DIRECTION: Tally the lines below that contain the string "dark". How many are there? Reply with the number only.

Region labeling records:
········
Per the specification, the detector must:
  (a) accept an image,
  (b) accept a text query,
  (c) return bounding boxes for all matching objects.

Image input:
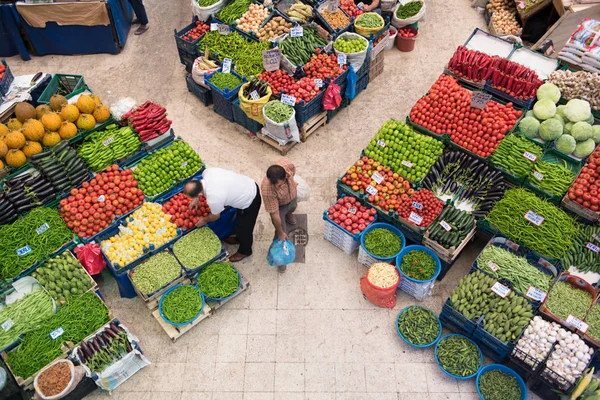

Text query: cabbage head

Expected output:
[533,99,556,120]
[564,99,592,122]
[554,135,577,154]
[536,82,560,104]
[540,118,563,140]
[571,122,593,142]
[519,117,540,138]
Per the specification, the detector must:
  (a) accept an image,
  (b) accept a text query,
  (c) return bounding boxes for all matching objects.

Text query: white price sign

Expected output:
[525,210,544,226]
[35,223,50,235]
[491,282,510,298]
[408,212,423,225]
[565,314,589,333]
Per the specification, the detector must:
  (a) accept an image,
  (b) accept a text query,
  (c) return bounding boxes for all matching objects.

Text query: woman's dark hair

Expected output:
[183,181,202,199]
[267,165,285,185]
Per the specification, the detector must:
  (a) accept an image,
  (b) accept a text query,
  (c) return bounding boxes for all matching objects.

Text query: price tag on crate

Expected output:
[491,282,510,298]
[290,25,304,37]
[366,185,377,196]
[440,220,452,232]
[585,242,600,253]
[16,245,32,257]
[1,318,13,332]
[471,92,492,110]
[408,212,423,225]
[488,260,500,272]
[50,326,65,340]
[35,223,50,235]
[525,286,546,302]
[565,314,589,333]
[525,210,544,226]
[371,171,383,184]
[222,58,231,74]
[523,151,541,162]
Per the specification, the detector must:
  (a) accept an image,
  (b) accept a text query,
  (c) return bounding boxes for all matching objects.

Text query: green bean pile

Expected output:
[0,207,73,280]
[0,289,53,349]
[131,251,181,294]
[162,285,202,324]
[7,292,109,379]
[546,282,593,321]
[437,336,481,376]
[492,135,542,178]
[365,228,400,256]
[198,30,270,76]
[173,227,221,269]
[479,369,521,400]
[486,189,579,258]
[198,262,240,299]
[398,306,440,345]
[527,160,576,196]
[400,250,436,281]
[477,246,552,294]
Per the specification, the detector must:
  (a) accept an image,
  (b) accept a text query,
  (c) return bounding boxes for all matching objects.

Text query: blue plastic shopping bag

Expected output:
[267,239,296,266]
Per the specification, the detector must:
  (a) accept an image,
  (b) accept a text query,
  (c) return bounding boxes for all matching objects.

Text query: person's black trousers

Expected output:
[129,0,148,25]
[237,185,262,256]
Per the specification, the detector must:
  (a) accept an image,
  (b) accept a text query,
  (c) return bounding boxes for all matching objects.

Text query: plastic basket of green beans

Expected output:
[158,285,204,326]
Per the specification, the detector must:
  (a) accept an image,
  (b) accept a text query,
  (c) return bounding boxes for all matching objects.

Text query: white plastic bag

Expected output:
[392,0,426,28]
[192,0,225,21]
[294,175,310,201]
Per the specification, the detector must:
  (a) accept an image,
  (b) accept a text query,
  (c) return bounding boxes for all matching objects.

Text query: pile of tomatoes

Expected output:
[182,21,210,42]
[341,156,414,211]
[258,69,296,96]
[398,189,444,228]
[60,164,144,237]
[304,48,348,79]
[162,193,210,229]
[327,196,377,235]
[568,147,600,211]
[410,75,522,157]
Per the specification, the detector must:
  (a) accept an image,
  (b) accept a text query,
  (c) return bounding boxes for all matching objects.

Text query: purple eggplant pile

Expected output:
[77,322,133,373]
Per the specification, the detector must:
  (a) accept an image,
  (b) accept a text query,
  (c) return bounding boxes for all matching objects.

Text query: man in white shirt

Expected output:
[183,168,261,262]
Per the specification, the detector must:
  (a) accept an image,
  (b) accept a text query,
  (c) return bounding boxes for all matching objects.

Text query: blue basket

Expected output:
[158,285,205,326]
[360,222,406,262]
[396,245,442,284]
[435,333,483,380]
[396,306,442,349]
[475,364,527,400]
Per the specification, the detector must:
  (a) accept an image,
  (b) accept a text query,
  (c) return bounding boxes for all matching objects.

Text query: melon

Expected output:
[58,121,77,139]
[42,132,60,147]
[50,94,69,111]
[4,131,25,149]
[35,104,52,119]
[42,113,62,132]
[92,105,110,124]
[60,104,79,122]
[23,141,42,157]
[21,119,45,142]
[77,114,96,131]
[6,118,23,131]
[15,101,36,123]
[77,94,96,114]
[4,149,27,168]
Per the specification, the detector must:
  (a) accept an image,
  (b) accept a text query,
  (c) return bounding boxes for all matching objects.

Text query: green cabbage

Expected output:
[554,135,577,154]
[536,82,560,104]
[564,99,592,122]
[533,99,556,120]
[519,117,540,138]
[571,122,594,142]
[540,118,562,140]
[573,138,596,158]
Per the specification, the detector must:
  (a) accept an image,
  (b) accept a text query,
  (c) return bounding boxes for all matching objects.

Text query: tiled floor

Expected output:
[8,0,548,400]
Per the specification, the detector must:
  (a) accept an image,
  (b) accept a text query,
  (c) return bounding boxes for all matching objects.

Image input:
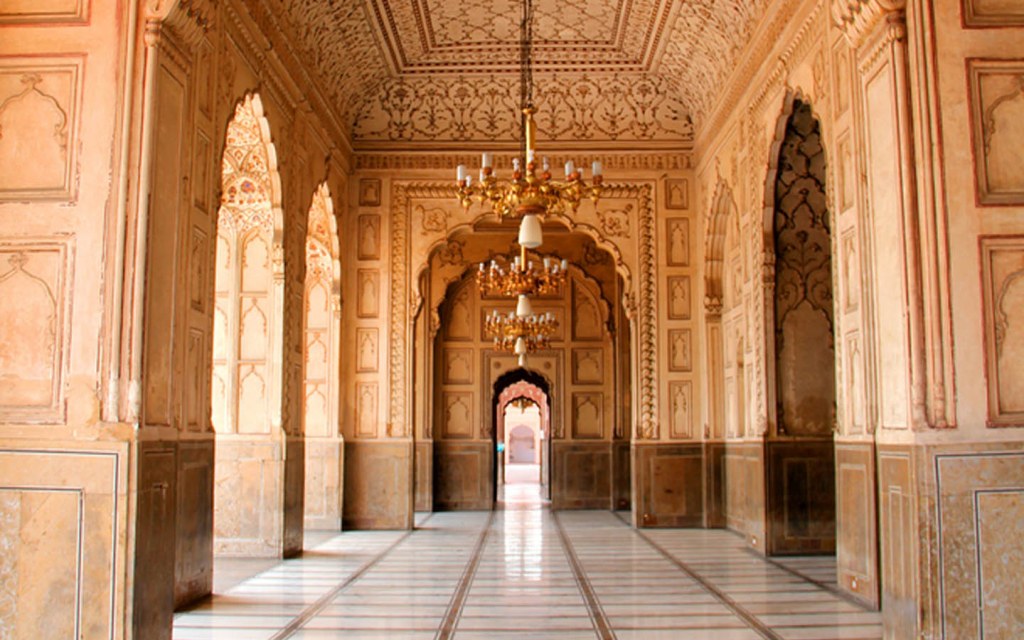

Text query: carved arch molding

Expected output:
[387,182,658,439]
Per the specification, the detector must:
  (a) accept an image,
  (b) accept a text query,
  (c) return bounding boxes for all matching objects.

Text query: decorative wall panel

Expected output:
[355,382,378,437]
[443,348,473,384]
[968,59,1024,205]
[572,349,604,385]
[357,214,381,260]
[355,327,380,373]
[665,218,690,266]
[933,451,1024,638]
[441,391,476,438]
[0,0,89,25]
[0,450,125,638]
[963,0,1024,27]
[981,236,1024,426]
[0,238,72,423]
[572,393,604,438]
[0,57,83,202]
[355,269,381,317]
[669,380,693,440]
[669,329,693,371]
[669,275,690,319]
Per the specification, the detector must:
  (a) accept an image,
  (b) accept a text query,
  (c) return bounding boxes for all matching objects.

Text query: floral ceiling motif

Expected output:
[272,0,767,144]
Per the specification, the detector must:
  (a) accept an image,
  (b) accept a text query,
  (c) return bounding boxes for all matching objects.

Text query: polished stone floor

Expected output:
[174,484,882,640]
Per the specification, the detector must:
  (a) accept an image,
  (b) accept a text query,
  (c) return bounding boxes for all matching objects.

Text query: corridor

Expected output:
[174,505,882,640]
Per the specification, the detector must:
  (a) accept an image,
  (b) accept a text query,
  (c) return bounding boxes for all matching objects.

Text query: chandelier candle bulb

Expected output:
[515,294,534,317]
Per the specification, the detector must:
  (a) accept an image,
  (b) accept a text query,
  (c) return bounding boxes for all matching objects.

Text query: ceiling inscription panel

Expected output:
[272,0,767,148]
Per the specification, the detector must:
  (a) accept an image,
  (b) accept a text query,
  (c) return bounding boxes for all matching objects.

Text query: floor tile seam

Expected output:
[615,513,782,640]
[434,511,496,640]
[269,516,431,640]
[550,511,615,640]
[743,549,871,611]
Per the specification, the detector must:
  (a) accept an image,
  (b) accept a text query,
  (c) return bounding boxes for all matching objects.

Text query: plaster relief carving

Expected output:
[413,205,450,236]
[669,380,693,439]
[968,60,1024,204]
[357,214,381,260]
[443,391,473,438]
[836,131,857,212]
[665,178,690,210]
[0,63,79,201]
[572,393,604,439]
[355,327,379,373]
[669,275,690,319]
[597,205,633,238]
[963,0,1024,27]
[191,130,213,213]
[669,329,693,371]
[572,349,604,384]
[0,0,89,25]
[185,329,207,431]
[359,178,381,207]
[437,240,465,266]
[0,240,68,422]
[845,332,866,435]
[444,349,473,384]
[665,218,690,266]
[981,237,1024,426]
[188,226,210,311]
[841,229,860,313]
[572,286,601,340]
[444,290,473,340]
[355,382,377,437]
[355,269,380,317]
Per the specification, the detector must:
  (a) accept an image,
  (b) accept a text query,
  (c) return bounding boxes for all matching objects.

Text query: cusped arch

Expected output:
[705,179,738,309]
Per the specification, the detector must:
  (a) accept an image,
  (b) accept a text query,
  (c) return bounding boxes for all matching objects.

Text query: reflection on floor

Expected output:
[174,509,882,640]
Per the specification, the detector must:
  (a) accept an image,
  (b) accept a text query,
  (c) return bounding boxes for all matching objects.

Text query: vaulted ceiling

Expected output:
[271,0,768,148]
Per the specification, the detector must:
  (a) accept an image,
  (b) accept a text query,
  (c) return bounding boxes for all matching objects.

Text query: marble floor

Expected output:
[174,499,882,640]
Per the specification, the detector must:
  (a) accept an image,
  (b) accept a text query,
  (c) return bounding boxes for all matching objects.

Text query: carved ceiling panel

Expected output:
[268,0,767,147]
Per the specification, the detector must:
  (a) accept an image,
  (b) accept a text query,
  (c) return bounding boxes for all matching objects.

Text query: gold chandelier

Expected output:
[483,310,558,366]
[456,0,603,249]
[476,246,568,298]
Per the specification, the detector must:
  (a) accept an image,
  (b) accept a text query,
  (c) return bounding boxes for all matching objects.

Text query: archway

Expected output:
[492,369,552,503]
[303,182,342,529]
[211,94,285,556]
[415,225,632,510]
[765,99,836,554]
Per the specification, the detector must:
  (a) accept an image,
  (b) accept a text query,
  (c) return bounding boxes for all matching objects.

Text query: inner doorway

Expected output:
[493,369,551,507]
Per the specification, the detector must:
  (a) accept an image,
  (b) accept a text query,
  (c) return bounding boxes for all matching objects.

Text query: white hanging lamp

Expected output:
[519,213,544,249]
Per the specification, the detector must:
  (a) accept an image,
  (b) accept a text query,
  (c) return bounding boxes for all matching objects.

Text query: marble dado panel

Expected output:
[723,441,765,551]
[551,441,612,509]
[0,442,127,638]
[836,442,879,608]
[633,443,705,526]
[968,60,1024,205]
[0,0,89,25]
[0,60,84,202]
[0,238,73,423]
[433,440,495,511]
[962,0,1024,28]
[930,447,1024,638]
[342,440,413,529]
[303,437,342,530]
[766,438,836,555]
[980,236,1024,426]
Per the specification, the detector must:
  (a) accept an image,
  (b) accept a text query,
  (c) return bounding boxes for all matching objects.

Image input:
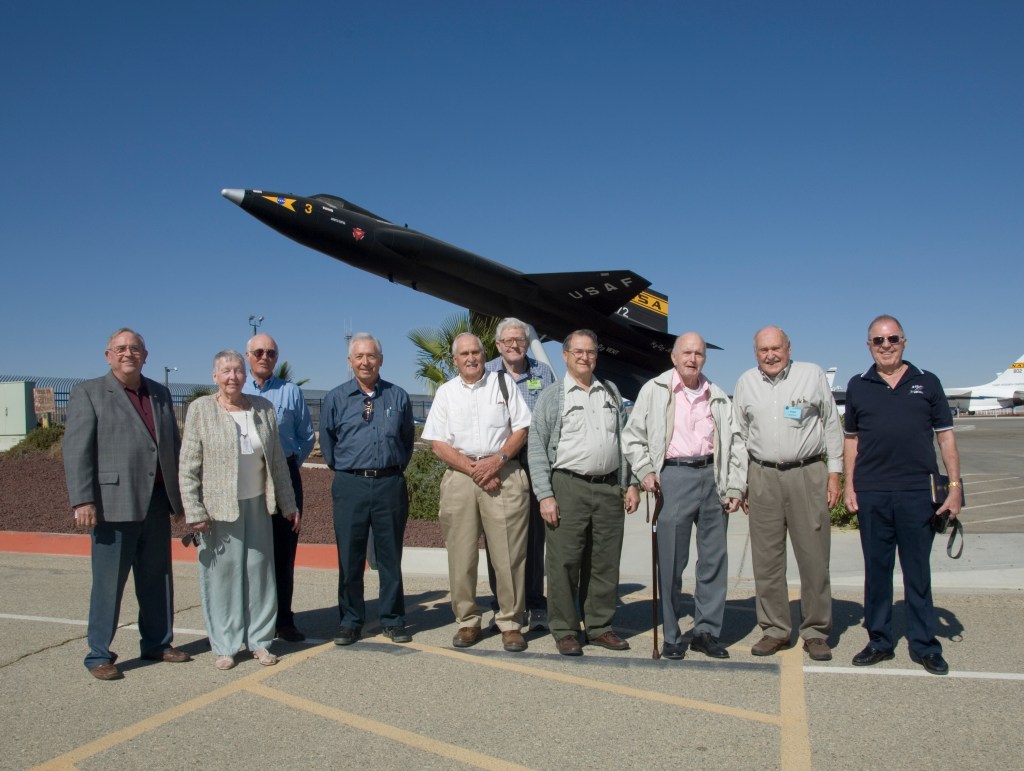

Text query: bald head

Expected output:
[754,327,792,378]
[246,334,278,386]
[672,332,708,388]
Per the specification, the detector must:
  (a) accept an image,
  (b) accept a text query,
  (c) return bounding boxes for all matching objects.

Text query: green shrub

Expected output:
[830,474,857,529]
[3,424,63,458]
[406,448,447,521]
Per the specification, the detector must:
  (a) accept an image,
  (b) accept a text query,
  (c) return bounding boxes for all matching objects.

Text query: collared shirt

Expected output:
[483,356,555,413]
[665,371,715,458]
[423,372,529,456]
[118,380,164,482]
[846,361,953,490]
[732,361,843,473]
[321,378,415,471]
[242,375,316,466]
[551,377,618,476]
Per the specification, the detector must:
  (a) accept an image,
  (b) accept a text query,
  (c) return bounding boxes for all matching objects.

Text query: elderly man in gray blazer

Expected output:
[63,329,190,680]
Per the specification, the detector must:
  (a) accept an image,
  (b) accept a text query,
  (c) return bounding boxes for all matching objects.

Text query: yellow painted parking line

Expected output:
[776,646,811,771]
[404,643,782,726]
[36,645,328,769]
[247,683,528,771]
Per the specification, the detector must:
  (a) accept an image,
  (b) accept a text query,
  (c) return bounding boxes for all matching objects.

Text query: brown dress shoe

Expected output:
[89,661,124,680]
[751,635,790,656]
[555,635,583,656]
[502,629,526,653]
[590,629,630,650]
[142,648,191,663]
[804,637,831,661]
[452,627,480,648]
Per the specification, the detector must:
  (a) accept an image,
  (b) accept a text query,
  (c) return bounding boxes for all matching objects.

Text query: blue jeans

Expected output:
[331,471,409,629]
[85,484,174,669]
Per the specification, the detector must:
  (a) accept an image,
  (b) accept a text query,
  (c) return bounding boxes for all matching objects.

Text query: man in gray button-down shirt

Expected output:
[732,327,843,661]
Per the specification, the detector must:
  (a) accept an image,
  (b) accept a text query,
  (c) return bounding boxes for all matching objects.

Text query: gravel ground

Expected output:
[0,455,444,547]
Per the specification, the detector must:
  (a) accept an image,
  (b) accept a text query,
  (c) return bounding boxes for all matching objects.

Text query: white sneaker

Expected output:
[528,608,549,632]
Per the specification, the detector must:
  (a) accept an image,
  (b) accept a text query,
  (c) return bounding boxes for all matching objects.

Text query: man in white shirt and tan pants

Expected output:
[423,333,529,652]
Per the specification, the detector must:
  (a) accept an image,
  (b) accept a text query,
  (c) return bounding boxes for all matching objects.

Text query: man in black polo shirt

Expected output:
[844,315,963,675]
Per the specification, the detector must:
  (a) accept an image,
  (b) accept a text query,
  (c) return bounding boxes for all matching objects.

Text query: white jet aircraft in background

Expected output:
[946,356,1024,413]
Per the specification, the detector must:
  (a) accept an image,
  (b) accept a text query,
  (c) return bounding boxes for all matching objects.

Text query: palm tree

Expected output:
[408,310,500,394]
[273,361,309,386]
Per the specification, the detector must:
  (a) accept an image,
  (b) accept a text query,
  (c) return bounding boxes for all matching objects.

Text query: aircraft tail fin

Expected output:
[989,356,1024,385]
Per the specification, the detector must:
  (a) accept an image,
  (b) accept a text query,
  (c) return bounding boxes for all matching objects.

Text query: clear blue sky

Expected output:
[0,0,1024,392]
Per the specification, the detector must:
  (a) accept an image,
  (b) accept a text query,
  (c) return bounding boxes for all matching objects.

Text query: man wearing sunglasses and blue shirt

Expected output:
[843,315,964,675]
[319,332,415,645]
[242,335,316,642]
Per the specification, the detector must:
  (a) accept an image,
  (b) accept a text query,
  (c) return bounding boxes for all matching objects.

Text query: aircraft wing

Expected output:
[522,270,650,316]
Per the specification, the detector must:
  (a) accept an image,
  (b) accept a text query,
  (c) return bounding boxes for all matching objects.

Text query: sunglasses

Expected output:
[868,335,903,347]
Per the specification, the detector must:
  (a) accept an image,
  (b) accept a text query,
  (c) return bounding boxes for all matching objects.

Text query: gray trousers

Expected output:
[199,496,278,656]
[657,466,729,645]
[546,471,626,640]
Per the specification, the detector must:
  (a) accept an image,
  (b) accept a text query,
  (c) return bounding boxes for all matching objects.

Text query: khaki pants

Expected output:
[439,461,529,632]
[746,461,831,640]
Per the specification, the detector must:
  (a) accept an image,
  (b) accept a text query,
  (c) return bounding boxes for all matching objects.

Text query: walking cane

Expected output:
[645,485,662,658]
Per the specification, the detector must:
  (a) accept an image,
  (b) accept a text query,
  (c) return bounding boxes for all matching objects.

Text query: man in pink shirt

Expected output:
[623,332,746,658]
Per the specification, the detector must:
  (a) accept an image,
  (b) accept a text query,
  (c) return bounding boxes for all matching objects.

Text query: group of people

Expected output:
[65,315,962,680]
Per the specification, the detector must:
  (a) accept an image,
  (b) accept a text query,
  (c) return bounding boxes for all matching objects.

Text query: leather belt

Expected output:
[748,453,825,471]
[342,466,401,479]
[665,455,715,469]
[555,469,618,484]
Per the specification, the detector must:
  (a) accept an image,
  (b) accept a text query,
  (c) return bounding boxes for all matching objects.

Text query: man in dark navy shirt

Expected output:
[844,315,963,675]
[319,332,414,645]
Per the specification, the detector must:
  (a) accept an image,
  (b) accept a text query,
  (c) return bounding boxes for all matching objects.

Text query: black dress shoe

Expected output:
[690,632,729,658]
[910,652,949,675]
[89,661,124,680]
[142,647,191,663]
[278,624,306,642]
[334,627,359,645]
[853,645,896,667]
[381,624,413,642]
[555,635,583,656]
[662,643,686,660]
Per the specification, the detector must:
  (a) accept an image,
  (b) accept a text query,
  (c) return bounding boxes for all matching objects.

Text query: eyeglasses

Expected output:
[109,345,142,356]
[868,335,903,348]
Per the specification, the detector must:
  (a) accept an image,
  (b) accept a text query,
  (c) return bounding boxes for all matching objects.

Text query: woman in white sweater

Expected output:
[178,350,299,670]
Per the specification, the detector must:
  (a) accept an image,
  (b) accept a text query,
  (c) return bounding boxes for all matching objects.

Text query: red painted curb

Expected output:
[0,530,338,570]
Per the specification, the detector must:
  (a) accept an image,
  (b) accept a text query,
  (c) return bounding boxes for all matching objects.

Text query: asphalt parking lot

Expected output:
[0,419,1024,770]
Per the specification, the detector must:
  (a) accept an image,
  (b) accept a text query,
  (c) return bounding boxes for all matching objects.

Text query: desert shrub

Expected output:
[829,474,857,529]
[406,448,447,520]
[3,424,63,458]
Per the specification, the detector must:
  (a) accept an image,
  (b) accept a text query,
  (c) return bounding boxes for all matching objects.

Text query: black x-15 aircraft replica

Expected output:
[221,189,718,398]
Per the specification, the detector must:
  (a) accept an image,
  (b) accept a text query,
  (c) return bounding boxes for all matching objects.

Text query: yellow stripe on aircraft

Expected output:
[630,292,669,317]
[263,196,295,212]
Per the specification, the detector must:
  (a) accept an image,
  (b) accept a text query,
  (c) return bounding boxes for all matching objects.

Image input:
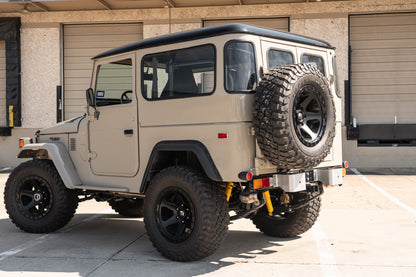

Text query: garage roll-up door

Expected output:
[350,13,416,124]
[64,23,143,119]
[204,17,289,32]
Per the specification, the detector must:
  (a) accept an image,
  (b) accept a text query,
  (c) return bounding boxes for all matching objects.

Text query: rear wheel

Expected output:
[252,193,321,238]
[144,167,229,261]
[4,160,78,233]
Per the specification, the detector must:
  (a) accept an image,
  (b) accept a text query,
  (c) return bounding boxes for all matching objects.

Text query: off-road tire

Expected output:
[4,160,78,233]
[252,192,321,235]
[253,64,335,171]
[108,198,144,217]
[144,167,229,261]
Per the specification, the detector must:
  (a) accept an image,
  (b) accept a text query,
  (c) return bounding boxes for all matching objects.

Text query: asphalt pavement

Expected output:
[0,169,416,277]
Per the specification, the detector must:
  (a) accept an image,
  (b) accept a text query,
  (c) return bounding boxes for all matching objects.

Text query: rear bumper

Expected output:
[262,167,343,192]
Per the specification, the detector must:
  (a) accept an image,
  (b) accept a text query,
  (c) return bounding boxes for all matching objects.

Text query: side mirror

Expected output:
[86,88,96,108]
[86,88,100,119]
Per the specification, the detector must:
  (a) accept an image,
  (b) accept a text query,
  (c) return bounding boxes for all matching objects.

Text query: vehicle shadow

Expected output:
[0,214,299,276]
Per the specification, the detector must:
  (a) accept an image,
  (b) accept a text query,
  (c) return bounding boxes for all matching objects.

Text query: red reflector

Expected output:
[261,178,270,188]
[218,133,228,139]
[246,172,253,181]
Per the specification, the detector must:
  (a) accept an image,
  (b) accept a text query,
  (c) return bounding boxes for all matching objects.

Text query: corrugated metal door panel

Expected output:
[350,13,416,124]
[64,23,143,119]
[204,17,289,32]
[0,40,8,127]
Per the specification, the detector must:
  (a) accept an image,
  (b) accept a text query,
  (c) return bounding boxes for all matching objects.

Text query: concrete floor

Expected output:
[0,168,416,277]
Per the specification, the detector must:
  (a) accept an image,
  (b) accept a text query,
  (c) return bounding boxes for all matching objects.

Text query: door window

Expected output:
[142,45,216,100]
[95,59,133,106]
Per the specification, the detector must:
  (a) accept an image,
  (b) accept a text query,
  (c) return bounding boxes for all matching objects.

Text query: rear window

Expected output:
[267,49,295,69]
[224,41,257,93]
[301,54,325,75]
[142,45,216,100]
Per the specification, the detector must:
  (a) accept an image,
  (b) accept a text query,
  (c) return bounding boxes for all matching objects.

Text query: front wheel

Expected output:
[252,190,321,238]
[4,160,78,233]
[144,167,229,261]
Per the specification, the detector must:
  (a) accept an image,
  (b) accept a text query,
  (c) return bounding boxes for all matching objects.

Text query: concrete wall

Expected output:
[0,0,416,167]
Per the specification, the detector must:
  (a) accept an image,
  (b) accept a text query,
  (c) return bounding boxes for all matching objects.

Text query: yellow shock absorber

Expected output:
[9,105,13,127]
[263,190,274,216]
[225,182,234,202]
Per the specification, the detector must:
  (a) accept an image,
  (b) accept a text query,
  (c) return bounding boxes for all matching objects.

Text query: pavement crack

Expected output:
[85,233,146,277]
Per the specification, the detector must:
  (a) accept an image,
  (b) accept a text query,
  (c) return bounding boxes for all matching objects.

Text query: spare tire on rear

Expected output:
[253,64,335,171]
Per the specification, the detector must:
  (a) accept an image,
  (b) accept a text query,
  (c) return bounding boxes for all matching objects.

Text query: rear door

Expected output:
[88,54,139,176]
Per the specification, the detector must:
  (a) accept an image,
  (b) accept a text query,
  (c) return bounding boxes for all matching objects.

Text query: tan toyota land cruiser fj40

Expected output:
[4,24,343,261]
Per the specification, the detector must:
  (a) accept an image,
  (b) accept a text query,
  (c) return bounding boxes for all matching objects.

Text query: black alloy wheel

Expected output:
[16,176,53,219]
[4,160,78,233]
[293,85,326,147]
[144,166,230,262]
[156,187,195,242]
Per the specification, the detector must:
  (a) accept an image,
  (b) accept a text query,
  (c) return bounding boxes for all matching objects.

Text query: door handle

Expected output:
[124,129,133,135]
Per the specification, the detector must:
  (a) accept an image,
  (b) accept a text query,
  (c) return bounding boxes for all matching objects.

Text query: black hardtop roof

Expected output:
[93,23,333,59]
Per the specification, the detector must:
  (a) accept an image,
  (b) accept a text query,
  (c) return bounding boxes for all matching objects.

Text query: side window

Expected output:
[95,59,133,106]
[142,45,216,100]
[301,54,325,75]
[267,49,295,69]
[224,41,257,92]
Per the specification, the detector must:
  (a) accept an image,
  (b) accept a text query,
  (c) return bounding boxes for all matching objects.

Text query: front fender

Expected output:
[17,143,82,189]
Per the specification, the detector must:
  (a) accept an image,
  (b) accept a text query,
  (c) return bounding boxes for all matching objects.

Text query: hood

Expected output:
[39,115,85,135]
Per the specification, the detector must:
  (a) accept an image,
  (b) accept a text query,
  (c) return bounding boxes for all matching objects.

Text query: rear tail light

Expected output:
[253,177,276,189]
[238,171,253,181]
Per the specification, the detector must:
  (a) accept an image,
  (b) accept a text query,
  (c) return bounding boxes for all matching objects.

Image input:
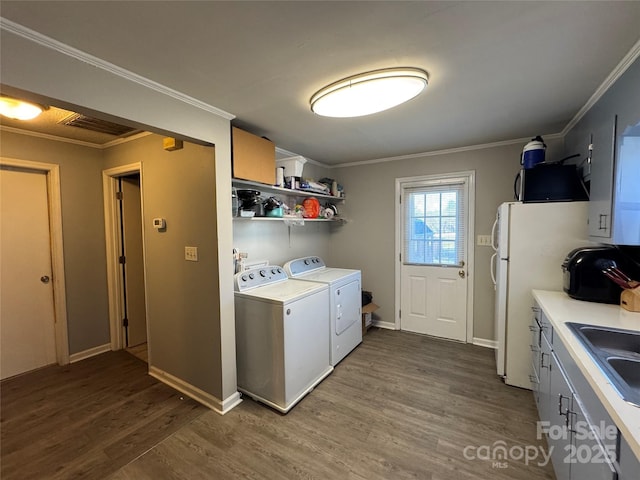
········
WRITTEN RESPONSE: 2